» TO DO: Write the next part of the forum post about Rod of Absorption abuse, picking up after its last sentence.

» QUOTED TEXT:
# My woes with Rod of Absorption abuse.



## cjdc1973 (Jan 1, 2005)

During my last game session, my group of five Epic (CL 25) players figured out a very creative, but ultimately very abusive means to use their Rod of Absorption that they have had for the last 6-8 levels. One player noticed that he was low on high level spells due to multiple encounters during a single in-game day. He asked a second player to cast numerous low-level single target spells, in this case Magic Missile, at him. The spells were absorbed by the Rod and became usuable instantly as higher level spell slots. Effectively, they had stumbled onto the use of the Rod as a battery for spells and a means to recharge high level spells slots using lower level spells.

The date of the game session, I choose to ignore that issue because it allowed the group to participate in what would eventually become seven combats in a single game day due to plot reasons. I ignored the potential for abuse because it allowed pooling of resources to facilitate better role play and forwarding the story along when it made sense. Now that that single in-game day is over, I realized that I would need to come up with some type of simple ruling that still allowed the use of the item as intended, but kept it from becoming a battery all of the time.

» DATA SEGMENT:

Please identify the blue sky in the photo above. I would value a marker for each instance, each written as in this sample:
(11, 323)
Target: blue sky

» REPLY TO THE TASK:
My first, and most simple solution, is to simply limit the number of spells allowed to be stored and reused in any given day to the maximum number allowed to be stored in the Rod. In the case of a normal Rod of Absorption, that is 50 spell levels. Allowing that number of spell levels to be absorbed and reused in any given game day seemed to allowed for the impressive utility of the item but provided checks and balances to avoid spellcasters abusing it during every single game session.

Other thoughts or ideas on the issue? I certainly do not want to Rule Zero the item. I just want to find the line between utility and potential for continued abuse.


----------



## Nifft (Jan 1, 2005)

Uh, yeah, like you said: they can only do this for 50 spell levels total before their trick stops working. They use a limited resource, they get a benefit. Sounds like a good use of a good magic item, and everything's working nicely.

"Let" them keep doing it, until the Rod runs out of charges. Then, let them either make more Rods or spend time & money looking for and buying new ones.

 -- N


----------



## Altamont Ravenard (Jan 1, 2005)

(this should probably go in the Rules Forum)



			
				SRD said:
			
		

> Absorption: This rod acts as a magnet, drawing spells or spell-like abilities into itself. *The magic absorbed must be a single-target spell* or a ray directed at either the character possessing the rod or her gear. The rod then nullifies the spell’s effect and stores its potential until the wielder releases this energy in the form of spells of her own. She can instantly detect a spell’s level as the rod absorbs that spell’s energy. Absorption requires no action on the part of the user if the rod is in hand at the time.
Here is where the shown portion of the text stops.